▶ [Exercise brief]
Your answer should consist of the lines below that hold the word "form".

(Records from a dataset)
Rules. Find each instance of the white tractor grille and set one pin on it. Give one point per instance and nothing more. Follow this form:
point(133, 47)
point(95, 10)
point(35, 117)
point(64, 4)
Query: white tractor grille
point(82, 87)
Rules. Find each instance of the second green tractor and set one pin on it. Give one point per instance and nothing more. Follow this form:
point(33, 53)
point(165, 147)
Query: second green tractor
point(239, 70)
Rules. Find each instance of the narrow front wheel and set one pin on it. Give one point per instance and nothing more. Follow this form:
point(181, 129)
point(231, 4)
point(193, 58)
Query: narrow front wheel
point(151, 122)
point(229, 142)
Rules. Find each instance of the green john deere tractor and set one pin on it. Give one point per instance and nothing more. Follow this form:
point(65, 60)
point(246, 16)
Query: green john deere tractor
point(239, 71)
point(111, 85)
* * *
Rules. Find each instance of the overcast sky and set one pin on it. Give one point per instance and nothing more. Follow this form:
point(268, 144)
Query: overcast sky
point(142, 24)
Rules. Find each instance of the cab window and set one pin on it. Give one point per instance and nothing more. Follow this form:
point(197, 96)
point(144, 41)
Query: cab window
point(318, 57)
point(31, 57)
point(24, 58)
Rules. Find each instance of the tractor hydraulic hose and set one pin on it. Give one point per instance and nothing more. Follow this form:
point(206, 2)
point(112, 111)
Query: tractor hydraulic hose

▶ [Response to this exercise]
Rules. Find each instance of the white tractor grille and set one pin on it. Give one point per instance and nothing more. Follow this form:
Rules. Find each instance of the second green tractor and set one pin on it. Give one point per instance and nothing more. Follow this form:
Rules. Find each instance of the narrow front wheel and set one pin on it. Give one point per instance and nothing more. Follow this form:
Rules. Find each instance of the green john deere tractor and set one pin on it. Give one point per instance and nothing more. Follow this form:
Rules. Find each instance of the overcast sky and set one pin on it. Give one point per instance and nothing more. Follow this form:
Rules. Find each instance of the cab window and set one pin on it. Give one point per instance and nothing more. Follow this form:
Rules. Find each instance of the tractor hydraulic hose and set one pin on it. Give one point per instance and nothing more. Follow this form:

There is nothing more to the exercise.